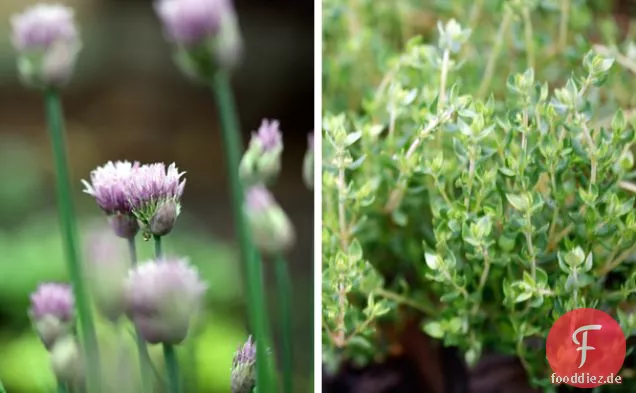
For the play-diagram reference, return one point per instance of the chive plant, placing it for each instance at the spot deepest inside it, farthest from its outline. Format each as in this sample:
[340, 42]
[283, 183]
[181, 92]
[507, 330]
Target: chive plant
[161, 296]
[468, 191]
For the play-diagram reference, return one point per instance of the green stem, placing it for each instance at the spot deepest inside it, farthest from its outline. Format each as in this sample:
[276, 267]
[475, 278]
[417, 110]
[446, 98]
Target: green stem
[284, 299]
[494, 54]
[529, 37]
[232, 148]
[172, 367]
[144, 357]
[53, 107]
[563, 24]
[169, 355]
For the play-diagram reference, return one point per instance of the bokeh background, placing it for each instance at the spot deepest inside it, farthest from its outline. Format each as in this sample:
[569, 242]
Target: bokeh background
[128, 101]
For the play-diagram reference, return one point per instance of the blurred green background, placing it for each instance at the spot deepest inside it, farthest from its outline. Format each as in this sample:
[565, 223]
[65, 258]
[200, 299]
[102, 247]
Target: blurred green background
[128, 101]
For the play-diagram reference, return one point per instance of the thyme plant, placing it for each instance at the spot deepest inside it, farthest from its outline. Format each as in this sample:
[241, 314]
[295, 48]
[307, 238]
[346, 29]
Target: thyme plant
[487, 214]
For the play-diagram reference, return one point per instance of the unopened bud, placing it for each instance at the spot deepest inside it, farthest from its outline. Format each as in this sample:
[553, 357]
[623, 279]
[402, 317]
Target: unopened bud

⁂

#### Your instructions
Check the listing above for "sample". Show every line where it turns up.

#### Expected answer
For the play-diagram reference, return one point per instance of the chive plant, placing it for each instance at the spot deepest inside it, farthest from its outline. Format each as in this sample:
For the play-diagram reference, return one point per instance of the green stem, placing it for each instance at the spot deepest inside it, farthest from its outline. Format each as in this sample:
For the play-diagram reference, return one point per instance of the bokeh background, placing it for each instance at the spot deepest inside it, farthest from its outline. Format each as in this sample:
For the play-diagram reference, return one point per instance of the blurred green background, placing it for each instance at the spot deepest inside it, farthest from its outline. Format each as in this sample:
For the play-diagram reference, return one point per instance of the thyme plant, placing it for each instance at the spot deepest inside it, farthest from its outline. Format each as in this sample:
For the play-diagram reference, return one point per instance of the unopened bud, placing it for each instance at the spot deepest inside it, farthest from its outline. Format each as in this sample:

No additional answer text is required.